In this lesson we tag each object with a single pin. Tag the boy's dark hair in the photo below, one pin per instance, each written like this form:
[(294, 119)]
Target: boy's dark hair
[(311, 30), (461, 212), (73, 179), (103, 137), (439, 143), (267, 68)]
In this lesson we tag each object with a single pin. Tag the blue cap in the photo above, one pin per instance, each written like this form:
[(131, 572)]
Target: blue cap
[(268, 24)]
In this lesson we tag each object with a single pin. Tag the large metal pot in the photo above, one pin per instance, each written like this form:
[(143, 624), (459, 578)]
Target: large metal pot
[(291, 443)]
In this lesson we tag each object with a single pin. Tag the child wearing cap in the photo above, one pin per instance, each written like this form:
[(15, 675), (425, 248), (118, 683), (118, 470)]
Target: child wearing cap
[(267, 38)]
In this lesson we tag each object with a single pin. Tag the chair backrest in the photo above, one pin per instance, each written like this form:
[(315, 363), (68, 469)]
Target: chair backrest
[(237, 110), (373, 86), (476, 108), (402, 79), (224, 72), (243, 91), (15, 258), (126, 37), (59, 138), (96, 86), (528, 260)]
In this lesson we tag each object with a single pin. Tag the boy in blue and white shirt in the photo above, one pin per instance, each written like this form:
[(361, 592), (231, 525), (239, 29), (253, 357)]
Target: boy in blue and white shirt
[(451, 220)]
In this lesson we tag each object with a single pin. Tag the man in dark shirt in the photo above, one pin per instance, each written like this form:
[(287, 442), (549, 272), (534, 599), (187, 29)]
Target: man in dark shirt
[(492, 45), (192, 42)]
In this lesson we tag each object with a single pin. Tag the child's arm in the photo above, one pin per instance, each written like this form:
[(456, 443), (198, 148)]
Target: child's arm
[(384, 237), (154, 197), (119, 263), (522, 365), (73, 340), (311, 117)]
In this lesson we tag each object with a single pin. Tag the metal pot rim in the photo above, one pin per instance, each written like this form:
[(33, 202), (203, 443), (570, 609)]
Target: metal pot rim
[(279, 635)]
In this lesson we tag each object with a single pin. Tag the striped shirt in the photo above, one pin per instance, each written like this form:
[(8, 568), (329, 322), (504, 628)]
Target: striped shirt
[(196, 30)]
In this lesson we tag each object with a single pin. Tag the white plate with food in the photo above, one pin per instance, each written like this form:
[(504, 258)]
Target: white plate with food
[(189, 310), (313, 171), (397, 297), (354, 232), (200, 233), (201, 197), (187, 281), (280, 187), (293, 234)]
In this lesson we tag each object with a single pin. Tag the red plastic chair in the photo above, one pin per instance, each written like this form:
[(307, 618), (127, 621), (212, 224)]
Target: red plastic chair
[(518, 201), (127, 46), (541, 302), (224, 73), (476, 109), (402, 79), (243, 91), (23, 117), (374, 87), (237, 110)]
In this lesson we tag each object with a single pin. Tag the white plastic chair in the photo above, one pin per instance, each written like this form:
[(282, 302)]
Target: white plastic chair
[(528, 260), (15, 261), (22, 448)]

□ □ □

§ **The problem**
Check each line of the entries for "above" and copy those that have it.

§ **Result of this exercise**
In this lesson we tag each object with a single pin. Tag the blue cap in the photo above, one pin per instance, each written like this form:
In this lesson we tag each object with a single pin. Tag the large metal pot in the photo above, one pin per instance, each written like this form:
In this lesson we tag each object with a single pin. Tag the child wearing cap in the photo above, one pin per instance, each written like this form:
In this lesson we tag each object with a single pin. Tag the chair backrest in the photo above, one pin per instance, each written like this form:
In this lesson we tag each object with a single pin. Tag the boy in blue and white shirt in the photo above, one pin per instance, each written like this form:
In this lesson we tag each object with a single pin. Tag the man in dark shirt in the photo above, one pin per instance, each written like this form:
In this lesson we tag each object with a single pin. Tag the child's arm in the photo above, one pin per instance, each written like this form:
In this lesson we tag each object with a single pin. Tag the metal pot rim in the photo above, one pin per instance, each written like this form:
In this lesson we tag each object with a single pin. Tag the striped shirt in the photo above, one pin per instance, each written like this form:
In this lesson we tag each object with a single pin. Tag the white plate with food in the photo above, one pin per instance, each written like this form:
In this lesson we tag each object with a single pin. Tag the red plastic chair in the photo above, one pin per instance, each written like this form:
In this lesson we tag each object with a single pin. Tag the white plastic chair in the photo above, one pin per instance, each written like this form:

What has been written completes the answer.